## 内容を確かめる
A: クルーズ船の記事を読んで、次の問いに答えてください。
(i) 船が横浜港に着いたのは何月何日ですか。
(ii) 船には何カ国・地域の乗客が乗っていましたか。
(iii) 乗客の船室内での隔離は何日間とされましたか。
B: クルーズ船の記事で、船内の検査陽性者の数が日ごとに挙げられています。その日付と人数をすべて書き出してください。
C: クルーズ船の記事から、「大型客船の「有事対応の国際ルール」を作るべき」で始まり「検査を行う事にした」(同)。」で終わる部分を、そのまま抜き出してください。

+++ 本文

大型客船の「有事対応の国際ルール」を作るべき
最高級の宝石をまとったきらびやかな“王女”も、日本政府にとっては災厄そのものであったかもしれない。700人以上の感染者を出し、世界中から「日本政府の失態」と指摘された豪華クルーズ船「ダイヤモンド・プリンセス」の新型コロナウイルス集団感染。英国が所有する日本生まれの船体、米国の運航会社に所属する船長、多国籍の乗員、乗客……と責任の所在が不明瞭なまま、乗船した医師による〝場外乱闘〟まで繰り広げられた今回の事例は、国境なき現代の象徴といえる。果たして日本政府の対応は国内のみならず世界から批判されるほどの悪手だったのか。改めて振り返る。
乗員乗客約3700人の大型クルーズ船が横浜港に到着したのは2月3日の事。同船には56カ国・地域の乗客が乗っていたが、最も多かったのが日本人。乗客の多くは日本で下船する予定だったが、その下船に待ったがかかったのだ。
「1月25日に香港で下船していた男性が新型コロナウイルスに感染していた事が判明した。そこで、他にも感染者がいないか上陸前に調べる必要が出てきた」(厚生労働省担当記者)。
しかし、国立感染症研究所(感染研)と地方衛生研究所を中心とした日本の検査体制では、約3700人もの感染の有無を一斉に調べる事は出来ない。「そこで、体調不良の乗客や症状がある人、その濃厚接触者に検査を行う事にした」(同)。
数字が一人歩きしてイメージ悪化
ところが、横浜到着から2日後の2月5日、検査によって乗客、乗員31人中、10人の感染が判明した。全国紙の政治部記者は「政府にとってこれほどの感染拡大は想定外だった」と明かすが、乗客に感染が広がっている事を示唆する結果が出た以上、乗客を日本に上陸させるわけにはいかない。ウイルスの潜伏期間を考え、乗客に対して船室内での14日間の隔離が行われる事になり、高齢者や持病がある人も対象に加え、順に検査が行われたのである。
ところが、これが良くなかった。船内の検査陽性者は6日10人、7日41人、8日3人、9日6人、10日65人……とどんどん増えていったからである。「結果が出たらすぐ公表する姿勢は正しいが、検体を取ってすぐ結果が出るわけではないし、潜伏期間があるため感染時期は検査よりも前のはず。ところが、それがうまく伝わらなかったため数字が一人歩きして、船内で感染が広がり続けているイメージを持たれてしまった」(同)。
クルーズ船にはレストランや劇場等、多くの人が集まるスペースが多く、窓がない客室も存在する。ライブハウスや屋形船等、換気が悪く体液が飛びやすい環境で感染が広がりやすいというウイルスの特性はまだ知られておらず、船内では乗客の自室隔離が始まった5日以前は多くの人が集まるイベントが頻繁に行われていた。感染研のまとめでは、感染者の多くは隔離が始まる前に感染していたとみられる。ところが、毎日増え続ける感染者の発表は、隔離に効果はない、感染は無限に広がっている、というイメージを全世界へ発信してしまったのだ。

++++++
+++ 記録

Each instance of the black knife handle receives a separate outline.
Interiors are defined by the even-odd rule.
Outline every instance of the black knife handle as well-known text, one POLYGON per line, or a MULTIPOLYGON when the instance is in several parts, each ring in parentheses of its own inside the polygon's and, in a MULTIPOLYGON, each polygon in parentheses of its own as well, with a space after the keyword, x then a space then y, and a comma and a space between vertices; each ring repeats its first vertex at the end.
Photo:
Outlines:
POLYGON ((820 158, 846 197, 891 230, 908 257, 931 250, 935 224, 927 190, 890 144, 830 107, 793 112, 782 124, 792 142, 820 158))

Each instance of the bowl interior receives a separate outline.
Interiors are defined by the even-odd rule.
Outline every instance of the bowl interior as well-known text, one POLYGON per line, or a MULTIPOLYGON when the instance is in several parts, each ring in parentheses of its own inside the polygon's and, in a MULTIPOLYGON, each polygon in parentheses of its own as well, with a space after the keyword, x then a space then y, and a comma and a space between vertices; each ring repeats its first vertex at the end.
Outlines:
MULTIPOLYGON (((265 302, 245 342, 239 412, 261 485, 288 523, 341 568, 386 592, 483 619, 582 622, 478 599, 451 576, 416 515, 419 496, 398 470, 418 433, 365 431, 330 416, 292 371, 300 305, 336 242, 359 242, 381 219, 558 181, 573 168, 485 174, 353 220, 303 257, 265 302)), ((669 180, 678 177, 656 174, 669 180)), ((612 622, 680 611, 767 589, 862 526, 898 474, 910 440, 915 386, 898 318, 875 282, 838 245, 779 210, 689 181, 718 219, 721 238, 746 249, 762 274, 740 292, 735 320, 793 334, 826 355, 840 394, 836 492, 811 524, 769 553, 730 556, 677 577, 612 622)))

++++++

## 答え
A:
(i) 2月3日
(ii) 56カ国・地域
(iii) 14日間

B:
6日:10人
7日:41人
8日:3人
9日:6人
10日:65人

C:
大型客船の「有事対応の国際ルール」を作るべき
最高級の宝石をまとったきらびやかな“王女”も、日本政府にとっては災厄そのものであったかもしれない。700人以上の感染者を出し、世界中から「日本政府の失態」と指摘された豪華クルーズ船「ダイヤモンド・プリンセス」の新型コロナウイルス集団感染。英国が所有する日本生まれの船体、米国の運航会社に所属する船長、多国籍の乗員、乗客……と責任の所在が不明瞭なまま、乗船した医師による〝場外乱闘〟まで繰り広げられた今回の事例は、国境なき現代の象徴といえる。果たして日本政府の対応は国内のみならず世界から批判されるほどの悪手だったのか。改めて振り返る。
乗員乗客約3700人の大型クルーズ船が横浜港に到着したのは2月3日の事。同船には56カ国・地域の乗客が乗っていたが、最も多かったのが日本人。乗客の多くは日本で下船する予定だったが、その下船に待ったがかかったのだ。
「1月25日に香港で下船していた男性が新型コロナウイルスに感染していた事が判明した。そこで、他にも感染者がいないか上陸前に調べる必要が出てきた」(厚生労働省担当記者)。
しかし、国立感染症研究所(感染研)と地方衛生研究所を中心とした日本の検査体制では、約3700人もの感染の有無を一斉に調べる事は出来ない。「そこで、体調不良の乗客や症状がある人、その濃厚接触者に検査を行う事にした」(同)。